**Problem to work on:**
Transcribe only the part of the listing below that begins at the line containing "Study the picture above. For each instance of the animal" and runs to its final line, keeping both ends.

**Exercise input:**
——

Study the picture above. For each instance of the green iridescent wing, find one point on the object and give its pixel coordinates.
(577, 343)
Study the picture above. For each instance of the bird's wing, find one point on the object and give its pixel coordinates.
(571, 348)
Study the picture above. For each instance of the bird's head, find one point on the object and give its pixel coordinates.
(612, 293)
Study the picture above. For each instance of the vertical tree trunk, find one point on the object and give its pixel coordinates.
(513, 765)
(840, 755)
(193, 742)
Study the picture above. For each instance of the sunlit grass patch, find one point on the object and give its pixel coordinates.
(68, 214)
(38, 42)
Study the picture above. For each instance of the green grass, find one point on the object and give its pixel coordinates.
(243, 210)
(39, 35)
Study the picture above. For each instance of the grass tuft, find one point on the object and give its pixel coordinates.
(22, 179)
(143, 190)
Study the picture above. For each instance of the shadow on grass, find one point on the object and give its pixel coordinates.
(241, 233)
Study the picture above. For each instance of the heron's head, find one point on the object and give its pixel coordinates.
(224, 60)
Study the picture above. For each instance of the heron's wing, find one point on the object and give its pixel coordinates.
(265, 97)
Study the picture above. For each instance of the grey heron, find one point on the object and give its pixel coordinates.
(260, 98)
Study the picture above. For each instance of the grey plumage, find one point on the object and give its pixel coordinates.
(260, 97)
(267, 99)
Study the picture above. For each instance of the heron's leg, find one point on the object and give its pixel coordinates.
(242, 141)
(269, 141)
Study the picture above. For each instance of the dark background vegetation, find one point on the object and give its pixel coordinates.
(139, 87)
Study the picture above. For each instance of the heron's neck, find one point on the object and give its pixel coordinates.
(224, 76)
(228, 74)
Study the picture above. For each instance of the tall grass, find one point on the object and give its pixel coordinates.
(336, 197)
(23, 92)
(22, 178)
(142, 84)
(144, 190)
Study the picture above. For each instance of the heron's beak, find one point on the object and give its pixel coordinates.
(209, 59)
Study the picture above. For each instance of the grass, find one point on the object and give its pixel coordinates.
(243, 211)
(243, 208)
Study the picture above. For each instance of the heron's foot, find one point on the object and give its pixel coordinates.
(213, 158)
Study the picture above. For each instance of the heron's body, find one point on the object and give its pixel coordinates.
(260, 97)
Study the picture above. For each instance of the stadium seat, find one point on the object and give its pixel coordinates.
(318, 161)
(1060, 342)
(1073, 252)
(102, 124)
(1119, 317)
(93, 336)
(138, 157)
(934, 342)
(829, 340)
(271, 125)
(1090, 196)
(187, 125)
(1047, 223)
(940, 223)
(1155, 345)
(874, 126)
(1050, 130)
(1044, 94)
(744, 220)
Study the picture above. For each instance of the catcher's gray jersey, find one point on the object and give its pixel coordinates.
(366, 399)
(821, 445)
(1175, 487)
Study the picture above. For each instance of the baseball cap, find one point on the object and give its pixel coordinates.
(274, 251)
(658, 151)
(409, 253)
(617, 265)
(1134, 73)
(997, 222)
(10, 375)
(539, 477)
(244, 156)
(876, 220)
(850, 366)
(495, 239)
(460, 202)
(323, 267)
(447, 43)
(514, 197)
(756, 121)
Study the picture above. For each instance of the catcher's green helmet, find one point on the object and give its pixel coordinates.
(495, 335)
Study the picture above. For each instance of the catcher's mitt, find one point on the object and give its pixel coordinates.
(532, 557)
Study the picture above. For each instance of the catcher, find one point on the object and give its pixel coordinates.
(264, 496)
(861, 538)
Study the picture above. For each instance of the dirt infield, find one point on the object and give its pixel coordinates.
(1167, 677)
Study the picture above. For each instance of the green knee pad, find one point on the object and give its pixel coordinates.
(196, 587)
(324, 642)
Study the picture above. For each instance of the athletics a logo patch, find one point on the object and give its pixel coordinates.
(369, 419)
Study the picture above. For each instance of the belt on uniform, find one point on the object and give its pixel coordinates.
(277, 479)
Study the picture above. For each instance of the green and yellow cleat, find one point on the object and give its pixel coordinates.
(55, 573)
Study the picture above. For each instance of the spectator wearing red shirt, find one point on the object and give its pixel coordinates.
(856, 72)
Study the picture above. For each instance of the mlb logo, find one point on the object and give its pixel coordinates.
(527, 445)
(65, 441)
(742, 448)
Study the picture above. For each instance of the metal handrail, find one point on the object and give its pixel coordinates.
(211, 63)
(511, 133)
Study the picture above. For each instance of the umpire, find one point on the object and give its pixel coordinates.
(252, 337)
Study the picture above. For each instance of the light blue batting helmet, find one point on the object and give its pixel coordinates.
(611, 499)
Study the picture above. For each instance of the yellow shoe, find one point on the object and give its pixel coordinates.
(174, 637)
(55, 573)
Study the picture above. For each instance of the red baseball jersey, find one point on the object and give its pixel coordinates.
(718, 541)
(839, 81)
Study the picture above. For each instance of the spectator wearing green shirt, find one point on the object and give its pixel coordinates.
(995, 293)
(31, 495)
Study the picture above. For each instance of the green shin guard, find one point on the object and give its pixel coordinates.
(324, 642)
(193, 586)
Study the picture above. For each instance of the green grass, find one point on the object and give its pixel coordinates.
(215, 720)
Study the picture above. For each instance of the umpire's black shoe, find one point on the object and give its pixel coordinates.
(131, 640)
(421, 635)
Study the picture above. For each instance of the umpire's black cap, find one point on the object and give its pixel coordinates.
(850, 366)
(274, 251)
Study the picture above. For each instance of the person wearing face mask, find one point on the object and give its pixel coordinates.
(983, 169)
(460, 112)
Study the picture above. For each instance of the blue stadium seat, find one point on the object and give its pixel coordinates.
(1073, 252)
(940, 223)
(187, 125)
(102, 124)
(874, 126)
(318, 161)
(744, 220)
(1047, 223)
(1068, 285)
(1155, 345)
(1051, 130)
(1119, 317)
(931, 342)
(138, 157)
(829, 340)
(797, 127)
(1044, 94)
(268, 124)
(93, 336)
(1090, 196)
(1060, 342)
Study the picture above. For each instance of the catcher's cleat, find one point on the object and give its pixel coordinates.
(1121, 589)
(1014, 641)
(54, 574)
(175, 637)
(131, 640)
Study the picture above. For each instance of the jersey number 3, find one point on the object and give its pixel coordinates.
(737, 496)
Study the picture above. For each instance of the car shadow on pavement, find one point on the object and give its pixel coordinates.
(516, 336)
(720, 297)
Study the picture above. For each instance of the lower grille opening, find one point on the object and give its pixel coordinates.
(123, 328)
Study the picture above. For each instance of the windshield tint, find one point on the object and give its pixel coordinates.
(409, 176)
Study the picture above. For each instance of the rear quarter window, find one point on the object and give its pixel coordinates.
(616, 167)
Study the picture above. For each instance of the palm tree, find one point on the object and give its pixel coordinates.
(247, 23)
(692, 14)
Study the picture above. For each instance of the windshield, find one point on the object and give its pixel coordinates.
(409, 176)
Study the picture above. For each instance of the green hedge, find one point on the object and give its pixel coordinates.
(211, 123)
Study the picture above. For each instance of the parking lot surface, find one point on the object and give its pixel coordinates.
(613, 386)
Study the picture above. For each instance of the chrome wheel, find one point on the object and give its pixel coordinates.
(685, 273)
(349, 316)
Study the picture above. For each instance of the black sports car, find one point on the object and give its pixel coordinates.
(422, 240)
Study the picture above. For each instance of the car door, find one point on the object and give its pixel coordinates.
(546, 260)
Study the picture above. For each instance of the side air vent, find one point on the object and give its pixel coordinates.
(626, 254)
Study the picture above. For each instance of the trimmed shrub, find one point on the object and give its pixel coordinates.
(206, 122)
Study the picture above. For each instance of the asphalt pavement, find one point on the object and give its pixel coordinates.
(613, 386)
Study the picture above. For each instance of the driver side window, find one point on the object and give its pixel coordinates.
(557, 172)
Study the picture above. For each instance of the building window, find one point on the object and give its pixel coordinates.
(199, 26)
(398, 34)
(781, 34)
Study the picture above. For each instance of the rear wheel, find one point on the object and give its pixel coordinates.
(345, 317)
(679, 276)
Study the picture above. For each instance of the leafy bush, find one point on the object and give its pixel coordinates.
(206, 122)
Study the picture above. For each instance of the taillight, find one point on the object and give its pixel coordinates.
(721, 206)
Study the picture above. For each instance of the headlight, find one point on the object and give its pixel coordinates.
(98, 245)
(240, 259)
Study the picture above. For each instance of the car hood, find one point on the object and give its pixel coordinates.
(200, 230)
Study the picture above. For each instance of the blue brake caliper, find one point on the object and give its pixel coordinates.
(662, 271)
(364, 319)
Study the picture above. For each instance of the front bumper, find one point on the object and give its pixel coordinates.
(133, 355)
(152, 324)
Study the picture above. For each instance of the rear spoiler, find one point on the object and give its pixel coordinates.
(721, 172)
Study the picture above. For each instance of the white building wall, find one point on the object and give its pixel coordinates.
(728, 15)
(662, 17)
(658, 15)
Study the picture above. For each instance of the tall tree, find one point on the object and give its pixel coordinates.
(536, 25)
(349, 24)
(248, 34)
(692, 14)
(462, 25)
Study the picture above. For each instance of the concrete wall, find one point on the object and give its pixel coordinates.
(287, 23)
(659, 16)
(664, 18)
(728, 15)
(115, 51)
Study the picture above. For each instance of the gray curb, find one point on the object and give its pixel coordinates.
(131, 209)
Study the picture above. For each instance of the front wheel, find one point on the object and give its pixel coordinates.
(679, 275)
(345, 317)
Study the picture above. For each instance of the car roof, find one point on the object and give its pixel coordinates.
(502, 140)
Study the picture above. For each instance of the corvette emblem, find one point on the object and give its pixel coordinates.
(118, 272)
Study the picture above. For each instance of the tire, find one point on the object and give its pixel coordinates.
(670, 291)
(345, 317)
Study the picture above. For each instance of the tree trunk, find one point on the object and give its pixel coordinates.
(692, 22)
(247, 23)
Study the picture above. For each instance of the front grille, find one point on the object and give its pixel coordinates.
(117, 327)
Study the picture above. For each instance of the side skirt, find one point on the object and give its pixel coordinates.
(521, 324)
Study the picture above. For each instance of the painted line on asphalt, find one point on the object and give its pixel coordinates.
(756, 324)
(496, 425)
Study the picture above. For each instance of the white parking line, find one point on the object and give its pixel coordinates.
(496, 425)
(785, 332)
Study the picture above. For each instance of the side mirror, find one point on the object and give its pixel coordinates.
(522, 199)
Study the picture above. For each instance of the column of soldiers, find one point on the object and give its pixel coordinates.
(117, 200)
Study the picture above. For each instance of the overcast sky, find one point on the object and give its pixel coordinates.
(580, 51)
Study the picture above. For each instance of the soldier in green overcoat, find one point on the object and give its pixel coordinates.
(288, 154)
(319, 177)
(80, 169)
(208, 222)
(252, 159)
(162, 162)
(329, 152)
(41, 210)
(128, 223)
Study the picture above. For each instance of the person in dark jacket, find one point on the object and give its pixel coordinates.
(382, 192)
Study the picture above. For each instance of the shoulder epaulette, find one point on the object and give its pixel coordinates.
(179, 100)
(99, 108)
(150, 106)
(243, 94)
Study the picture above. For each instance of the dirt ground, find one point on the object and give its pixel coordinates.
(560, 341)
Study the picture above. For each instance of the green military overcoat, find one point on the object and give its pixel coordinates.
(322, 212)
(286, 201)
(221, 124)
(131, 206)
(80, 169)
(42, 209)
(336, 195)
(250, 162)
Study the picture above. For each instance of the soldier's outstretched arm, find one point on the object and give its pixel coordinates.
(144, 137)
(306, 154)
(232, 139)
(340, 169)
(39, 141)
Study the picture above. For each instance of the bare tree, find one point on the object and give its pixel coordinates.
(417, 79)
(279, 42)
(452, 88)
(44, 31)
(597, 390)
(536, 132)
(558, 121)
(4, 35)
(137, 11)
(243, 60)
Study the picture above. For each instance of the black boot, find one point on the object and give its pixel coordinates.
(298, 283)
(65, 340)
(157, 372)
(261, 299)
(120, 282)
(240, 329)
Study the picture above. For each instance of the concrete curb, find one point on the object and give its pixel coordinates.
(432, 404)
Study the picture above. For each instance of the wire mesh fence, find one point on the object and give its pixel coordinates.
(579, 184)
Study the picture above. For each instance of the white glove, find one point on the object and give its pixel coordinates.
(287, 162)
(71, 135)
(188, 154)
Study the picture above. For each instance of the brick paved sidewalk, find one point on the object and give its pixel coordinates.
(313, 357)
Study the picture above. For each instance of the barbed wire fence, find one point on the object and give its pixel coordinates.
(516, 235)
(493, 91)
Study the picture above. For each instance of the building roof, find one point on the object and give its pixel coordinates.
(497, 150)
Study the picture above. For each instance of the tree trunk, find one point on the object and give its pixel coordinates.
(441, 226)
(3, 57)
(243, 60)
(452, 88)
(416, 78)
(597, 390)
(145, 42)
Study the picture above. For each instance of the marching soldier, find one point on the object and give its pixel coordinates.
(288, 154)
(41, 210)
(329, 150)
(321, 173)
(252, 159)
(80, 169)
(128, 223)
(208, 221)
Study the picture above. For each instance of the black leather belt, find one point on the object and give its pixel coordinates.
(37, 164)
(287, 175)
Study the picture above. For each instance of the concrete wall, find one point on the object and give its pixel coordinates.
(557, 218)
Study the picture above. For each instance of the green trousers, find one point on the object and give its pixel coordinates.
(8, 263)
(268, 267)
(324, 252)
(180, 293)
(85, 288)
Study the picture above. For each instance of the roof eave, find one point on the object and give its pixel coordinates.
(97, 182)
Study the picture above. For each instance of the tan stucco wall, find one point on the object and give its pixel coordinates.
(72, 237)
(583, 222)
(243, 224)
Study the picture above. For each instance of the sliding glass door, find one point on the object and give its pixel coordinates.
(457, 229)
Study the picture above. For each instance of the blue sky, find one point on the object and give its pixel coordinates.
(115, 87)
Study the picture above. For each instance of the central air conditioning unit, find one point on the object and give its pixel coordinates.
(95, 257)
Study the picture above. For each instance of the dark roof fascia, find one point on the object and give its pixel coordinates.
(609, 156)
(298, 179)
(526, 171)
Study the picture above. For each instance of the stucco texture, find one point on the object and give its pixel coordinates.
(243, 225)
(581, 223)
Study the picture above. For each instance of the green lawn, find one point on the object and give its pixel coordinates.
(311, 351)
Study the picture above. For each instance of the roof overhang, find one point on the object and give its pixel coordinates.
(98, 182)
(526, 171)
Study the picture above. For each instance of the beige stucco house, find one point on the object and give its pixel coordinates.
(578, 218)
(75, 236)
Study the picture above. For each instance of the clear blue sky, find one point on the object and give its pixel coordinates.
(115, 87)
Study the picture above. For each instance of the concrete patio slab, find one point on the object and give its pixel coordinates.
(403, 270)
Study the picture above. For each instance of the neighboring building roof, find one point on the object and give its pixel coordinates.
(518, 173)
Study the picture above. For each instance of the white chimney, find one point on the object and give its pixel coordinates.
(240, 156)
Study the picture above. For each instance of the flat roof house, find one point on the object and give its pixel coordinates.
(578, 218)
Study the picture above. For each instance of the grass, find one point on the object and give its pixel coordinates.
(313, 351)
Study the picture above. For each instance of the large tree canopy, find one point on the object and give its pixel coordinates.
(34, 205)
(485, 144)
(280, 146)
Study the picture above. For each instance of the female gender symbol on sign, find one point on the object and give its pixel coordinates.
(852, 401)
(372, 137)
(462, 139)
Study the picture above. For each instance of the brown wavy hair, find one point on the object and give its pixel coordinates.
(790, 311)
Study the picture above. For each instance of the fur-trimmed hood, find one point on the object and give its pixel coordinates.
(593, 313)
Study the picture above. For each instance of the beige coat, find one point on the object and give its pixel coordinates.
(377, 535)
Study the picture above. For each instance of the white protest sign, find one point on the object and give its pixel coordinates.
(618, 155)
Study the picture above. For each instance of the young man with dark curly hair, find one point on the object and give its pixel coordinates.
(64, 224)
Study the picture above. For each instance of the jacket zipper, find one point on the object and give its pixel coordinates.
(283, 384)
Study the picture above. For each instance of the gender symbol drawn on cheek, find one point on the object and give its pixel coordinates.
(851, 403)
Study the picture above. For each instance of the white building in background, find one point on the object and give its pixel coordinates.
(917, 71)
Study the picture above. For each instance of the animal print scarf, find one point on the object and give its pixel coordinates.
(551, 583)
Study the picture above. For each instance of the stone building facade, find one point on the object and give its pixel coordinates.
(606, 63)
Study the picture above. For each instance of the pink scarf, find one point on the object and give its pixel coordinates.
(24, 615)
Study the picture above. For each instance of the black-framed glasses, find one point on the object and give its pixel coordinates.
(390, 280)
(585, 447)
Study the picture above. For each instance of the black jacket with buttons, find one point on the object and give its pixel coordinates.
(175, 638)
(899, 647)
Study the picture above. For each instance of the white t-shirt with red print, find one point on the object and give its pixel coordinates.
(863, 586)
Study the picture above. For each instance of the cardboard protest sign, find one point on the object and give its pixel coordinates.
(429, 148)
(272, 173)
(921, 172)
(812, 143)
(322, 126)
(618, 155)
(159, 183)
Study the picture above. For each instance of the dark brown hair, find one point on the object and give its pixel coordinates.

——

**Response to the exercise:**
Study the picture above. For each instance of the animal print scarf, find one point on the object and give its pixel coordinates.
(551, 583)
Study the picture above. For each instance of the stone building facade, find one point on the object and give its pixel coordinates.
(606, 63)
Study the picture above. For each instance of the pink scarf, find one point on the object and give its pixel coordinates.
(24, 615)
Study the picture above. For each instance of the black-framed glasses, find one point on the object and give its pixel coordinates.
(390, 280)
(585, 447)
Study the picture above. For each instance of the black jacket with buttons, find one point on the object and give its pixel coordinates.
(175, 638)
(899, 647)
Study the picture above. For each instance of the white t-shirt with red print, find one point on the object and give its pixel coordinates.
(863, 586)
Study the picture above. For each instance of the cardboard protest sign, find one point on the object and give its pixel coordinates.
(429, 148)
(272, 173)
(921, 172)
(812, 143)
(322, 126)
(618, 155)
(159, 183)
Study the picture above. For each instance of the dark brown hair, find one point on the object and give its pixel coordinates.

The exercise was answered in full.